### Written task:
List every line of the material below that contains the string "plastic".
########################################
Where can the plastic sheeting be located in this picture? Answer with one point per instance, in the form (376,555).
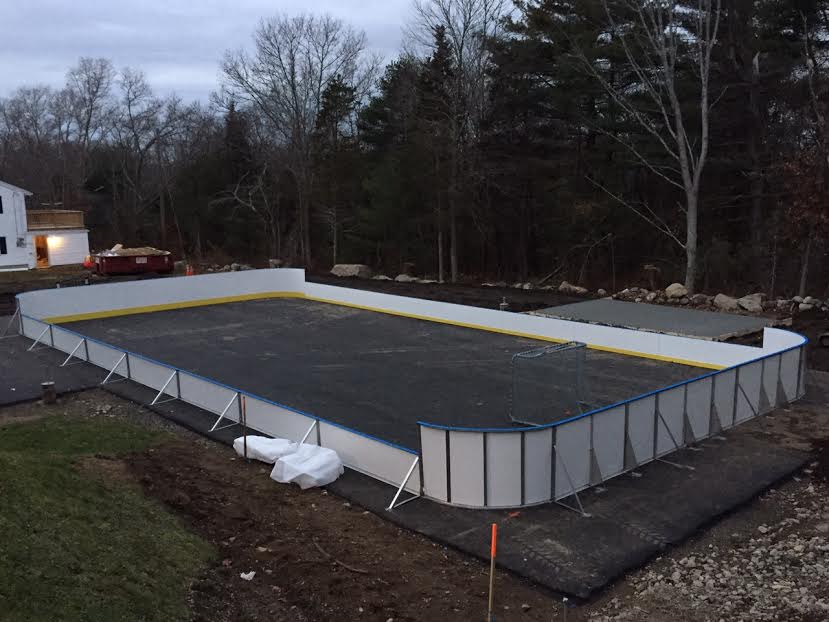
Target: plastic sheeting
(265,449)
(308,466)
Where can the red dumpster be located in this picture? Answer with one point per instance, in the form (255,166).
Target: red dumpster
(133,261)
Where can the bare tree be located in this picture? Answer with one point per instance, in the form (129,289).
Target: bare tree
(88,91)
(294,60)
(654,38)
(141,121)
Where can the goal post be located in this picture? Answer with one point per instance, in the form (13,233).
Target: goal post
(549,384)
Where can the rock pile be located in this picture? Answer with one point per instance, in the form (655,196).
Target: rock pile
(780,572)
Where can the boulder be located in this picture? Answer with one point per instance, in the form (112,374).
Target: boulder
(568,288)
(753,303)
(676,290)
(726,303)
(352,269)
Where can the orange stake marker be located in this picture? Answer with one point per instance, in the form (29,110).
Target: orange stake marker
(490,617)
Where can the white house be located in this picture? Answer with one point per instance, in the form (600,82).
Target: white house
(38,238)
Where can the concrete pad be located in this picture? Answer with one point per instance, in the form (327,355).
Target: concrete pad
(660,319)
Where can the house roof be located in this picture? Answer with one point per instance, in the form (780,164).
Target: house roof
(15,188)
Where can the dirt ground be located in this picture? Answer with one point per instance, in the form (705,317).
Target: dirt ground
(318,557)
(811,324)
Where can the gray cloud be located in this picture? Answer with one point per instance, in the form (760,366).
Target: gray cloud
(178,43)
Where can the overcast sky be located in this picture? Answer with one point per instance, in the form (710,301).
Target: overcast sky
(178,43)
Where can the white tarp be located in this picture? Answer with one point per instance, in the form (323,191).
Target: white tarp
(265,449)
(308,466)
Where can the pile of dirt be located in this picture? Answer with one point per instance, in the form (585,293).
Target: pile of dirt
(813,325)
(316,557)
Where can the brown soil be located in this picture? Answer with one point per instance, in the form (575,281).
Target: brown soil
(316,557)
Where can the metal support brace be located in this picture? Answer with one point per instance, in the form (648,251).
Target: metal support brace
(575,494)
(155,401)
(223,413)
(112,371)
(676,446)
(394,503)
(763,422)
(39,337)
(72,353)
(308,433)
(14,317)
########################################
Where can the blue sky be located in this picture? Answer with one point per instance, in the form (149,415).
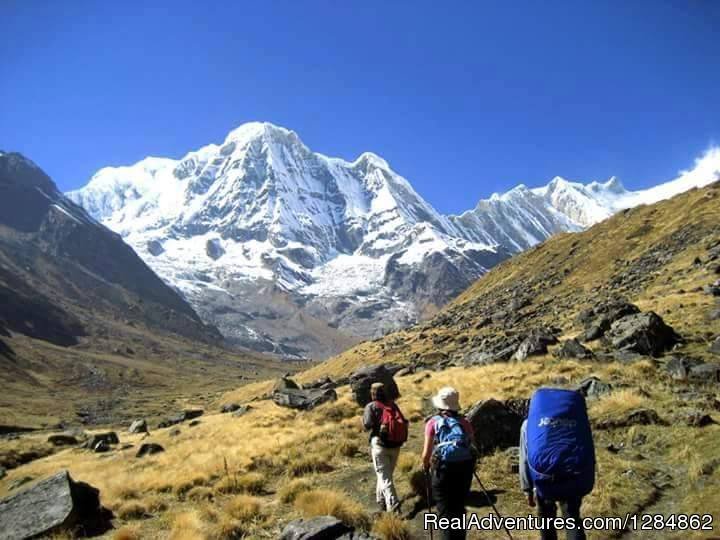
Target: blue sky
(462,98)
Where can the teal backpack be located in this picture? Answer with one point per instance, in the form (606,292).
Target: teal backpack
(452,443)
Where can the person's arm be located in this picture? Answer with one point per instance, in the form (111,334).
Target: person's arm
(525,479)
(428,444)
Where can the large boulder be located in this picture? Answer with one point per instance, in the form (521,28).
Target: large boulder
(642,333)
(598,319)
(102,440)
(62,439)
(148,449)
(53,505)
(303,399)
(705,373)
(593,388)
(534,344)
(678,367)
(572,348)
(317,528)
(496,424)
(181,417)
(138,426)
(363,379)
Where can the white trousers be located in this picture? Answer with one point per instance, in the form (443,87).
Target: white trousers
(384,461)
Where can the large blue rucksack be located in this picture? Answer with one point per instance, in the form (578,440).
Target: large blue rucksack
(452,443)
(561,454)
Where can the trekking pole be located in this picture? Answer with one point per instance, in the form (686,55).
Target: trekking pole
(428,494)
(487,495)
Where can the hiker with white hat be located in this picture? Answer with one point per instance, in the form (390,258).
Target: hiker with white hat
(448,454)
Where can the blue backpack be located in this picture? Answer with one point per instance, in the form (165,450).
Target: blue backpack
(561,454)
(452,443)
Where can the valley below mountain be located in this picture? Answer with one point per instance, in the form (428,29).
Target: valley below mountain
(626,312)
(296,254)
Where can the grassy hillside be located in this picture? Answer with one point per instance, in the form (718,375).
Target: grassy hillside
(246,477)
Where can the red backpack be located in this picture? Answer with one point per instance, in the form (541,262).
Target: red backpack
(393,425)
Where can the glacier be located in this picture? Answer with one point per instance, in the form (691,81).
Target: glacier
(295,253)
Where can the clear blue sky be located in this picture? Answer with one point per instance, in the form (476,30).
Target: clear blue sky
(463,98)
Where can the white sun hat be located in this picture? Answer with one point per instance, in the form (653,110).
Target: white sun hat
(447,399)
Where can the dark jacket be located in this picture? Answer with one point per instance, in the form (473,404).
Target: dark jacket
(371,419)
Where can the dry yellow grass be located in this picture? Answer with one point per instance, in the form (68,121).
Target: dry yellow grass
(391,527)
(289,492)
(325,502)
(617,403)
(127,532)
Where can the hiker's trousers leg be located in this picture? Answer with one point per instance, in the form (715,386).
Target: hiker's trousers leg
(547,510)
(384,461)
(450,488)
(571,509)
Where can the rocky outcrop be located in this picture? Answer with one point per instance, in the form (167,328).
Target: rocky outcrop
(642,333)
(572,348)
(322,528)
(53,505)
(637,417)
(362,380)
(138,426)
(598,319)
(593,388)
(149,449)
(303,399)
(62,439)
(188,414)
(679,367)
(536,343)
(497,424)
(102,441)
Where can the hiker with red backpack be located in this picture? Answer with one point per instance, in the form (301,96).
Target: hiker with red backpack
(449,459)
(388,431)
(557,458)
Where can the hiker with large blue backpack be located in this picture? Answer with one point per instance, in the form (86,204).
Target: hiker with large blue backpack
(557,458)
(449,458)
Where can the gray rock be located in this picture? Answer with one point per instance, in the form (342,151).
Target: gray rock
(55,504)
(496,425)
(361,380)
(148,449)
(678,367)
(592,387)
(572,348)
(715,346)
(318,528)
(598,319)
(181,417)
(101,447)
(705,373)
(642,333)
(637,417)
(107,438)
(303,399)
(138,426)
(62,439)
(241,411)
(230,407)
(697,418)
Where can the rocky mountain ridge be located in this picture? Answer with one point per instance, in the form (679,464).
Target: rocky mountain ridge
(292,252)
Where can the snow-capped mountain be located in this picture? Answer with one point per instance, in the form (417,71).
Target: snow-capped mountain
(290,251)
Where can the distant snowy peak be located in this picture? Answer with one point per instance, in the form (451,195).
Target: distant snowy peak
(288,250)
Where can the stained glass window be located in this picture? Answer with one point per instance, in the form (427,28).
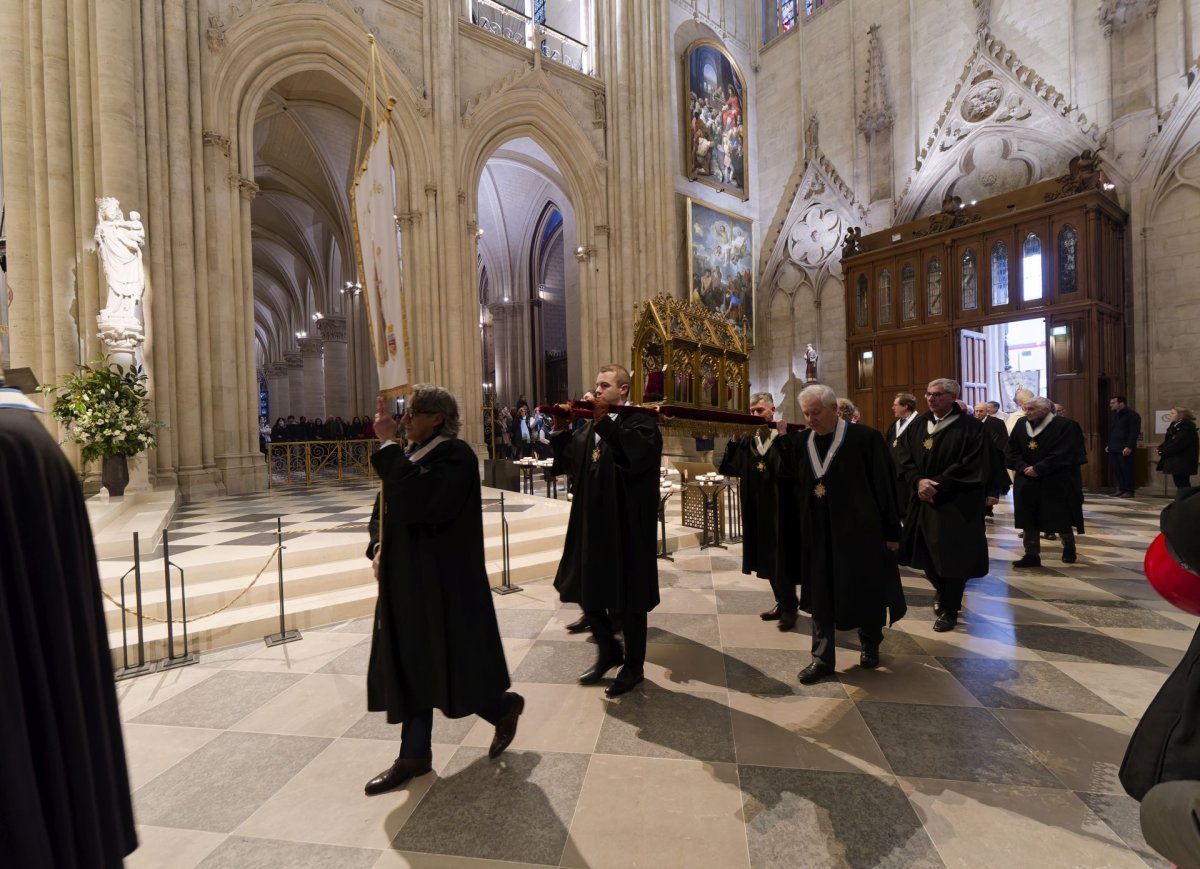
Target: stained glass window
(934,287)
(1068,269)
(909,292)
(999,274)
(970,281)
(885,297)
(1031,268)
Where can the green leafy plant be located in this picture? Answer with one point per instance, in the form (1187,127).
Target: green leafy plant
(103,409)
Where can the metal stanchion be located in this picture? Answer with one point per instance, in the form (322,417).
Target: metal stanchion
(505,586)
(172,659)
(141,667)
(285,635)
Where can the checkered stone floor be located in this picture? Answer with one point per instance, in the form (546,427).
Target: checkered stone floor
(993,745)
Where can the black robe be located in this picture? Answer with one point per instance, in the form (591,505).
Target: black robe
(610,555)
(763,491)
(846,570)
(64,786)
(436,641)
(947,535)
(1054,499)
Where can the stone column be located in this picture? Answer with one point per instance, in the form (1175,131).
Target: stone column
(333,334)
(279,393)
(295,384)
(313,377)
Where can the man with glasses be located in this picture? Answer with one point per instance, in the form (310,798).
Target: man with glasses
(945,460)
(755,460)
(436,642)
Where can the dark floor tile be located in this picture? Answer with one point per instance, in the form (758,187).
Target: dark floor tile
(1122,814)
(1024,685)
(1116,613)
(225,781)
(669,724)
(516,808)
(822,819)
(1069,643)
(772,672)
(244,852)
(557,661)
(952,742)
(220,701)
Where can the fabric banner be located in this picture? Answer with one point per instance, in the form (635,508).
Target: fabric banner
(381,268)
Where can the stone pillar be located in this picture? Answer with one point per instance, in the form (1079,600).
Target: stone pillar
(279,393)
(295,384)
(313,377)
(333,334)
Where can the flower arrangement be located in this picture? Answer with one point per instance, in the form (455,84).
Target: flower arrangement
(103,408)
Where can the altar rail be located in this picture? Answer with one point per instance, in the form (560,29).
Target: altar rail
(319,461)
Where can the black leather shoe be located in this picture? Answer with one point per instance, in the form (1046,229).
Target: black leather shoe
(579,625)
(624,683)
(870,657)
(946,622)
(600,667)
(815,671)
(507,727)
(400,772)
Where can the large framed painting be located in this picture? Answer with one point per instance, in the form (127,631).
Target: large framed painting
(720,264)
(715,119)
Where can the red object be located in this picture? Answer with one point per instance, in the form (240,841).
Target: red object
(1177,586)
########################################
### Exercise output:
Where can the plastic sheeting be located in this picture? Answer with one point per instance, in the form (376,555).
Target: plastic sheeting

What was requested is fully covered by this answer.